Свою «Ложу» – он окончил ее в начале 1874 года – Ренуар собирался показать не в Салоне, а на другой выставке – выставке «Анонимного кооперативного товарищества художников, скульпторов, граверов и т. д.», которое решили основать батиньольцы.
Вдохновителем его был Клод Моне. Вспомнив давнишнюю идею Базиля, Моне предложил своим товарищам создать ассоциацию, которая защищала бы независимых художников и главное – устраивала бы их выставки. Чем была вызвана эта затея? Большинство батиньольцев со времени войны ничего не представляли в Салон. Те же, кто, как Ренуар, отваживались на это, терпели одну неудачу за другой. Исключением был Эдуар Мане: на его долю в последнем Салоне выпал небывалый успех. Впрочем, такой ли уж небывалый? Батиньольцы это отрицали. Они считали, что этим успехом Мане обязан только своим «уступкам». Его картина «Кружка пива», так понравившаяся публике и написанная под более или менее явным влиянием Франса Халса, по их мнению, свидетельствовала о том, что, как это ни прискорбно, Мане скатился к банальной традиционной манере. Им казалось, что художник сделался слишком уж «пай-мальчиком». И как видно, это заметили не они одни. «Господин Мане разбавил свое пиво водой», – с торжеством писал Альбер Вольф, критик-конформист из «Ле Фигаро».
Ренуар в кругу друзей имитировал автора «Олимпии», изображая, как тот поехал в Испанию, восторгался там Веласкесом: «Привез оттуда чуток Веласкеса за пазухой. И все ради того, – добавлял Ренуар, смеясь своим обычным беззвучным смехом, от которого все его лицо собиралось в морщины, – чтобы вернуться и начать писать как Франс Халс»[48].
Никаких уступок! На этот счет батиньольцы были неумолимы. Поскольку жюри упорно стоит на своем, батиньольцы, которым надоело получать отказы, обратятся прямо к публике. Отныне они перестанут посылать картины во Дворец промышленности и открыто будут выставлять свои работы вне официальных Салонов. План этот решительно не нравился Эдуару Мане, который и без того был задет суждениями художников из своей «банды» и вовсе не собирался покинуть ту единственную арену борьбы, где надеялся получить признание, которого домогался. «Вероломные!» – с обидой восклицал он.
Впрочем, не один только Мане неодобрительно относился к затее, на которую отважились художники из кафе «Гербуа».
«Вам осталось сделать еще один шаг, – писал Теодор Дюре Камилю Писсарро, – добиться того, чтобы Вас узнала публика и одобрили торговцы картинами и ценители искусства. Путь к этому один – распродажи в отеле Друо и большие выставки во Дворце промышленности. Уже и сейчас есть группа любителей искусства и коллекционеров, которая Вас ценит и поддерживает. Ваше имя известно художникам, критикам, узкому кругу зрителей. Однако надо сделать еще один шаг и приобрести широкую известность. Но вы ее не добьетесь, организуя выставки частного товарищества. Публика на такие выставки не ходит, там окажется тот же узкий круг художников и ценителей, которые Вас и без того уже знают».
┄┄┄┄┄┄┄┄┄┄
:: ЗАДАНИЕ 1 ::
Подсчитайте, в скольких строках записей встречается слово «street» с учетом регистра, и укажите в ответе только это число.

:: МАТЕРИАЛ ДЛЯ ЗАДАНИЯ ::
┄┄┄┄┄┄┄┄┄┄
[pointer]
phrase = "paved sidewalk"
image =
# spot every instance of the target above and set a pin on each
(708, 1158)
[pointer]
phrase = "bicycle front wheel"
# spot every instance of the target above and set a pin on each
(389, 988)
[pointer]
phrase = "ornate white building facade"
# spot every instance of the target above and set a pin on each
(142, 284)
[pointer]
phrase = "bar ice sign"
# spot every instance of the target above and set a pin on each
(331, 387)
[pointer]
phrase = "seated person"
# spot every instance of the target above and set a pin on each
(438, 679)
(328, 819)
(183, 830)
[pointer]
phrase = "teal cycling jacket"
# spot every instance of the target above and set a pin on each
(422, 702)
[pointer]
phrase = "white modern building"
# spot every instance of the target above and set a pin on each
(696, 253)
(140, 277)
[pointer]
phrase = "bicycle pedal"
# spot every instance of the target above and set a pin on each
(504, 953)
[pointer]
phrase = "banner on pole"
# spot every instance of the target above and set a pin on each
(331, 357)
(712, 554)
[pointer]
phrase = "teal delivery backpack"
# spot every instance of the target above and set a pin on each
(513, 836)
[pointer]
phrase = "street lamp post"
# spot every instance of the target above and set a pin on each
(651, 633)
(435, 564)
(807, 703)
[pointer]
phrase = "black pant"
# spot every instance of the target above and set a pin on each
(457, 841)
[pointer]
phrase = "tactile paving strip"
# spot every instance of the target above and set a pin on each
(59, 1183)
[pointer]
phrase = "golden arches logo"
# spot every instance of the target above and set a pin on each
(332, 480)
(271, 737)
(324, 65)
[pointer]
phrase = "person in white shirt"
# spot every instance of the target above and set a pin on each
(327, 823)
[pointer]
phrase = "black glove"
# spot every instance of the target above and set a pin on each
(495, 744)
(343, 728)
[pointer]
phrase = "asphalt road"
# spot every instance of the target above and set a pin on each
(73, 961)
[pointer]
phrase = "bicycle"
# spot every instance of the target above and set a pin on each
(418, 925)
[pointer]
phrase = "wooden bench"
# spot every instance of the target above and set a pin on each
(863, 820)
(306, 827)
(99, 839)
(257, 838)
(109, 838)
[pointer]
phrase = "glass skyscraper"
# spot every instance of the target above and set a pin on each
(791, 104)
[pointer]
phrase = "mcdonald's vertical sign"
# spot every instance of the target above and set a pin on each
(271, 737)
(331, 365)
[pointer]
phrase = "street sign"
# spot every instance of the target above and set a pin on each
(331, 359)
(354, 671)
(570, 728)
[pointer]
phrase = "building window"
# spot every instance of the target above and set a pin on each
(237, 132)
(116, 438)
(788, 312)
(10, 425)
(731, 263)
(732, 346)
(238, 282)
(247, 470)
┄┄┄┄┄┄┄┄┄┄
:: ЗАДАНИЕ 2 ::
Какой критик и из какой газеты, по словам отрывка, написал, что Мане «разбавил свое пиво водой»?

:: ПОЛНЫЙ ОТВЕТ 1 ::
2

:: ПОЛНЫЙ ОТВЕТ 2 ::
Альбер Вольф из «Ле Фигаро».